▶ _Tasks to complete_
1. Copy, word for word, the part of the text on protecting personal information that opens with the words containing "How to prevent" and closes with "sender is genuine.".
2. Continue the text on protecting personal information, starting after its last sentence.

▶ _Given passage_
=======

Simple steps to protect your personal information
Cyber Resilience Outreach Clinics
Ways to protect and respond to data incidents
How do to tell if your information has been misused?
How to prevent identity misuse?
Additional information and support
Office of the Australian Information Commissioner (OAIC) Cyber Safety Tips

 

Here are some simple, precautionary steps to protect your personal information:

Never click on any links or open attachments that look suspicious in texts, emails or social media messages from strangers or if you’re unsure the sender is genuine.

Change passwords for email, bank and other accounts. Make sure you have strong passwords or pass phrases that you have not used for other accounts. You may want to change your banking PIN. Generally, a financial institution won’t ask you in an email or SMS to click on a link to update your password or PIN. For more information about creating strong passwords and multi-factor authentication, visit cyber.gov.au.

=======

▶ _Study material_
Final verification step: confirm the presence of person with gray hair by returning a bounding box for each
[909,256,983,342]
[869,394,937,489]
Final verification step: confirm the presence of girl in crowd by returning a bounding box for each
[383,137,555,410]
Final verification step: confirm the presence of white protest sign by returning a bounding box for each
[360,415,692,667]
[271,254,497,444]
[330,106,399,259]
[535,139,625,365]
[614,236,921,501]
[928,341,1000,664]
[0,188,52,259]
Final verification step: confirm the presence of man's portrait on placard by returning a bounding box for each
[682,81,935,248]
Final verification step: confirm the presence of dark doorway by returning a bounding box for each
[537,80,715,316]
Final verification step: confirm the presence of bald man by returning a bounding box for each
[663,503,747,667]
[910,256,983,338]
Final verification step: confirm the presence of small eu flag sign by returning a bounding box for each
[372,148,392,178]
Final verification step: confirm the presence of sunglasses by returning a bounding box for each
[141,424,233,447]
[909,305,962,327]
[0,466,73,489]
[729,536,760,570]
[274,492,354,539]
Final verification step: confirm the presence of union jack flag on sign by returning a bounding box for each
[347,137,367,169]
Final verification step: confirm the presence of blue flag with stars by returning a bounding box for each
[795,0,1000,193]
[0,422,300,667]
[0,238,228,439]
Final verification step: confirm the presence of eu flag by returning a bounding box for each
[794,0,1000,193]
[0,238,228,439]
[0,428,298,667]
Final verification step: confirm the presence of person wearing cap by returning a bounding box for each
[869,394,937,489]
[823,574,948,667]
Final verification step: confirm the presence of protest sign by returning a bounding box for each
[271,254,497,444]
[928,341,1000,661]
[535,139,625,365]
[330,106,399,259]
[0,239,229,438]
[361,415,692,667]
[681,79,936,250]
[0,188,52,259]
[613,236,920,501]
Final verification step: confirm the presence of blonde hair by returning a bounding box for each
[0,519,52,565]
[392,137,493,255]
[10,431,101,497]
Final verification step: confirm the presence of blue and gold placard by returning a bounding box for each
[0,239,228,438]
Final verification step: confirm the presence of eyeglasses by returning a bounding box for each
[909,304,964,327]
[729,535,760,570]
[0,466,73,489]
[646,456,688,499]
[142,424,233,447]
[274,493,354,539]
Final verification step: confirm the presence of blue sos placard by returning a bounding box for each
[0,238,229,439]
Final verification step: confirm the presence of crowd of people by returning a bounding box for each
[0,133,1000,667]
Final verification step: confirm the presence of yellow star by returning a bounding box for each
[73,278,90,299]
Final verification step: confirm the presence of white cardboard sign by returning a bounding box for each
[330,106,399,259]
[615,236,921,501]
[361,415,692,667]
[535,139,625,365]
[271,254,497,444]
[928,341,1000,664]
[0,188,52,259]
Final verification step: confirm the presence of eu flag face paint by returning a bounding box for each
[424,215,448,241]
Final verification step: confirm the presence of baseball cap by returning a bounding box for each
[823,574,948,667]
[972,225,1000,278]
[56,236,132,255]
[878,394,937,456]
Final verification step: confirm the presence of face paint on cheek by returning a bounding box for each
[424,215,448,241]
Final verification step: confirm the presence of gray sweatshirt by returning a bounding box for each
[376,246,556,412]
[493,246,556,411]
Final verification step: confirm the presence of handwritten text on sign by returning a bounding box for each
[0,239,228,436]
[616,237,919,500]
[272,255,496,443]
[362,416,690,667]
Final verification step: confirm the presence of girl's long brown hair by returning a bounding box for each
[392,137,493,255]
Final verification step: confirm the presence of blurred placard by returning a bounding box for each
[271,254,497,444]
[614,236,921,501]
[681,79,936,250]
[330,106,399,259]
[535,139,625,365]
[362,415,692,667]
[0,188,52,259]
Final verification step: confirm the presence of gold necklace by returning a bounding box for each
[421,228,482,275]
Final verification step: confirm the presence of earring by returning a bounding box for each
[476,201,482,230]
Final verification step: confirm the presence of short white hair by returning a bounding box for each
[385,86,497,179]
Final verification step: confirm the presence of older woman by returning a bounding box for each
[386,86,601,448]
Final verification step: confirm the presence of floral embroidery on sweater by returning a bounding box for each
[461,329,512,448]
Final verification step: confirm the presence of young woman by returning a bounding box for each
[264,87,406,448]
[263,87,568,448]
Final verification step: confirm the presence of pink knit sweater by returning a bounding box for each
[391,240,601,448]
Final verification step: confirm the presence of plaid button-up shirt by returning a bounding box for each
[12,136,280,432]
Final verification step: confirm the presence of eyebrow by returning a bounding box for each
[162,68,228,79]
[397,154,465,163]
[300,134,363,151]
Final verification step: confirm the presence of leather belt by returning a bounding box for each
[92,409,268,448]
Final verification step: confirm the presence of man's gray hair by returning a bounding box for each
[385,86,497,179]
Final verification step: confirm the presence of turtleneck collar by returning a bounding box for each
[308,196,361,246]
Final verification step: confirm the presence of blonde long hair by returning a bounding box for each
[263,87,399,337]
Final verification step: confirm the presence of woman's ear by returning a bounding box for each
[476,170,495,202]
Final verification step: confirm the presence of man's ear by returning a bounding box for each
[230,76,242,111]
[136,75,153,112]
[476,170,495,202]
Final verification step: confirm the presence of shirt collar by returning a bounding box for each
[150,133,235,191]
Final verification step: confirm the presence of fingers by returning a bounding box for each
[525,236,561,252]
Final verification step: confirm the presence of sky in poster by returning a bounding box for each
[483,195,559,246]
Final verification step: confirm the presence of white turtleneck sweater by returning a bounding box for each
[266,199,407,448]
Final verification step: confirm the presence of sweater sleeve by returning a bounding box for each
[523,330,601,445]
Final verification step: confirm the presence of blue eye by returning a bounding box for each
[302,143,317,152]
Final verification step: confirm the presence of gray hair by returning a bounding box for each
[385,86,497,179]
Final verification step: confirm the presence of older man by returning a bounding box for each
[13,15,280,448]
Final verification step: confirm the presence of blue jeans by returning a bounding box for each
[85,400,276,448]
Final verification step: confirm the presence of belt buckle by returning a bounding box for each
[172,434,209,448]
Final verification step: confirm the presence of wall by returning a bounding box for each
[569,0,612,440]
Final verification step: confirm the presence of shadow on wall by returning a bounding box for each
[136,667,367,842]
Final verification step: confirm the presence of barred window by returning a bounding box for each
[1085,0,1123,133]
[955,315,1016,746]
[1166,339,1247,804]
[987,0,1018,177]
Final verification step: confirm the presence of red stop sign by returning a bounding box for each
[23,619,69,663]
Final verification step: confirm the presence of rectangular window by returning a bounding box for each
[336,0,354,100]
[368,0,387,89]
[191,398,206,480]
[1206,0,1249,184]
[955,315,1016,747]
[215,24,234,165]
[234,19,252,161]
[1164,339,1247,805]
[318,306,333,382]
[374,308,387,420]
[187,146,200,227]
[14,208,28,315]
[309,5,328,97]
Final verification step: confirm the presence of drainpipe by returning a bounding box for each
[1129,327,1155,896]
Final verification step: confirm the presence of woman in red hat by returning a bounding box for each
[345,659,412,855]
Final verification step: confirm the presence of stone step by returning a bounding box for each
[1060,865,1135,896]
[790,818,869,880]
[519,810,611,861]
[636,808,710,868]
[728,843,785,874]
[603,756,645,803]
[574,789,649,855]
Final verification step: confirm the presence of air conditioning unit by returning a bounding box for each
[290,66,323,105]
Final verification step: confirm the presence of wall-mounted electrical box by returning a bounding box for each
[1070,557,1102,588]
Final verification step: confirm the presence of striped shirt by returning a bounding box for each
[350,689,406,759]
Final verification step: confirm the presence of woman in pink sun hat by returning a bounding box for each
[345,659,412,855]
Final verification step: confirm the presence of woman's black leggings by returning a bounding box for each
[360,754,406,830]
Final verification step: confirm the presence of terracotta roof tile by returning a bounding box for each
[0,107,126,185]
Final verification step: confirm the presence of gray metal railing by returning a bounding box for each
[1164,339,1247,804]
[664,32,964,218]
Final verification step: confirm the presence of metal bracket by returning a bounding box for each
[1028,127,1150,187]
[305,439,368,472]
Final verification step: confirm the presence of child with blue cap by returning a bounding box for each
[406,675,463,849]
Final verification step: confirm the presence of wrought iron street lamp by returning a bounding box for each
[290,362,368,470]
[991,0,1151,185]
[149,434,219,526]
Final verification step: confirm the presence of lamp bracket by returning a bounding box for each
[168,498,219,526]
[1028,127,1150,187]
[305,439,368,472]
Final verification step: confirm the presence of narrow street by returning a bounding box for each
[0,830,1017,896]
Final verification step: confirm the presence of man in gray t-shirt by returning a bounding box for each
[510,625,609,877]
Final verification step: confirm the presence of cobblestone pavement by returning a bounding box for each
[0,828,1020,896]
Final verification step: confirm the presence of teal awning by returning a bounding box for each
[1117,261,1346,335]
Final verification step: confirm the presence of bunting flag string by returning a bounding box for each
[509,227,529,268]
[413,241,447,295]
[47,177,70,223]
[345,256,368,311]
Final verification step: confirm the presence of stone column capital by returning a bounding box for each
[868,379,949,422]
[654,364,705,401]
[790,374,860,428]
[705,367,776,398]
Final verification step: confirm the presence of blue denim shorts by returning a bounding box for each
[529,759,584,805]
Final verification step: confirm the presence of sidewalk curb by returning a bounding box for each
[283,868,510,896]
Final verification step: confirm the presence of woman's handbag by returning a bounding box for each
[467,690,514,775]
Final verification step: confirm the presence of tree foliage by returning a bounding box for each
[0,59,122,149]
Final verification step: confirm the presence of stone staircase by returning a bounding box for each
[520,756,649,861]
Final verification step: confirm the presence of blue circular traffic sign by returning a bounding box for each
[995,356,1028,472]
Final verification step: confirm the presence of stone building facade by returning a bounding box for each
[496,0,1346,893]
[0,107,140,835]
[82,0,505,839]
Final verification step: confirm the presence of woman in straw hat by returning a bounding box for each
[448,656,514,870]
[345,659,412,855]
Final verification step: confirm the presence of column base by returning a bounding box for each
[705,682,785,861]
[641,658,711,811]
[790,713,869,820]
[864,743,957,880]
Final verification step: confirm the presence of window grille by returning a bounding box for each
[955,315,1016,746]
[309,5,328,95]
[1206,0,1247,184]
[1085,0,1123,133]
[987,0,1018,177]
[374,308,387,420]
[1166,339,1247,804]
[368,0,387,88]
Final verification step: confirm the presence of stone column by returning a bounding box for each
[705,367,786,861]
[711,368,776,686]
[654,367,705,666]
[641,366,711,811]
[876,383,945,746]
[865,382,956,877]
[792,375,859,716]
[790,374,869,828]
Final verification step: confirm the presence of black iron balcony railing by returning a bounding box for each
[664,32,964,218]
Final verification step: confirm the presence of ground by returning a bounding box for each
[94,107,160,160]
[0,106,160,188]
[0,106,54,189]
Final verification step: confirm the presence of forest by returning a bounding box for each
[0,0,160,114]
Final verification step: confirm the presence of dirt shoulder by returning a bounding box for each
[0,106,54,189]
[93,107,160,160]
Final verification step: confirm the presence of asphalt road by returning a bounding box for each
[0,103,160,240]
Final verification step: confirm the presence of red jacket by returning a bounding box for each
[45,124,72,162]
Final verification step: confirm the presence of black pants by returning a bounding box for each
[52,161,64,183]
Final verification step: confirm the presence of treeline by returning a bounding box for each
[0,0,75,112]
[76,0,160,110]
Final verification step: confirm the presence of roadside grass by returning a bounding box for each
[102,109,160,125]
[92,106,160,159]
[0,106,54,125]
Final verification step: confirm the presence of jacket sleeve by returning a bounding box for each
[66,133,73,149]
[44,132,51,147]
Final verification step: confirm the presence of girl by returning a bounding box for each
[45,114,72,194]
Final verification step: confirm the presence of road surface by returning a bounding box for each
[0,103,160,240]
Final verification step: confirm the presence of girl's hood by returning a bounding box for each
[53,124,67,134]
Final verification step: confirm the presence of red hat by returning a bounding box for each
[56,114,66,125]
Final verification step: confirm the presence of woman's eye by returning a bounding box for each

=======

▶ _Results in order_
1.
How to prevent identity misuse?
Additional information and support
Office of the Australian Information Commissioner (OAIC) Cyber Safety Tips

 

Here are some simple, precautionary steps to protect your personal information:

Never click on any links or open attachments that look suspicious in texts, emails or social media messages from strangers or if you’re unsure the sender is genuine.

2.
Enable multi-factor authentication wherever possible. This makes it much more difficult for someone to gain access to your online accounts because you must confirm your identity in two or more ways – such as with a password and security code sent to your mobile phone.

Be alert to all emails received, including any invoices that claim to come from YMAC or appear suspicious in any way. A scam email might be personalised or refer to/address you by name. Ensure you have up-to-date anti-virus software installed on any device you use to access your emails.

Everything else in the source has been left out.